**REQUIREMENT**: Please set down, word for word, the part of the superoxide ion article below that begins at "An ab initio" and stops after "modes are discussed.".

**ARTICLE**:

An ab initio molecular dynamics study of the hydrogen bonded structure, dynamics and vibrational spectral diffusion of water in the ion hydration shell of a superoxide ion

•First principles simulations are performed for an aqueous solution containing a superoxide ion.•Frequency-structure correlations of water in hydration shell of the superoxide ion are investigated.•Relaxation of hydrogen bonds, escape dynamics and diffusion of water are looked at.•Calculations of frequency fluctuations and spectral hole dynamics are performed for water in the hydration shell.•Links between the vibrational spectral diffusion, hydrogen bonds and other dynamical modes are discussed.

**DATASET SECTION**:
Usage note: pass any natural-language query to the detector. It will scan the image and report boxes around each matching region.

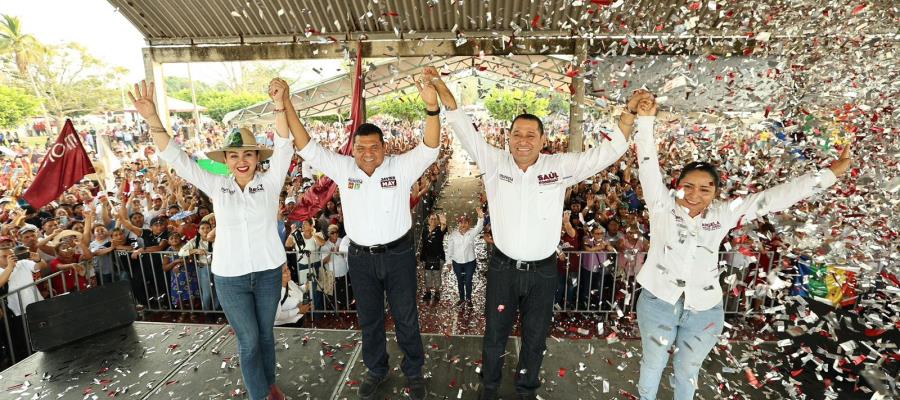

**OUTPUT BELOW**:
An ab initio molecular dynamics study of the hydrogen bonded structure, dynamics and vibrational spectral diffusion of water in the ion hydration shell of a superoxide ion

•First principles simulations are performed for an aqueous solution containing a superoxide ion.•Frequency-structure correlations of water in hydration shell of the superoxide ion are investigated.•Relaxation of hydrogen bonds, escape dynamics and diffusion of water are looked at.•Calculations of frequency fluctuations and spectral hole dynamics are performed for water in the hydration shell.•Links between the vibrational spectral diffusion, hydrogen bonds and other dynamical modes are discussed.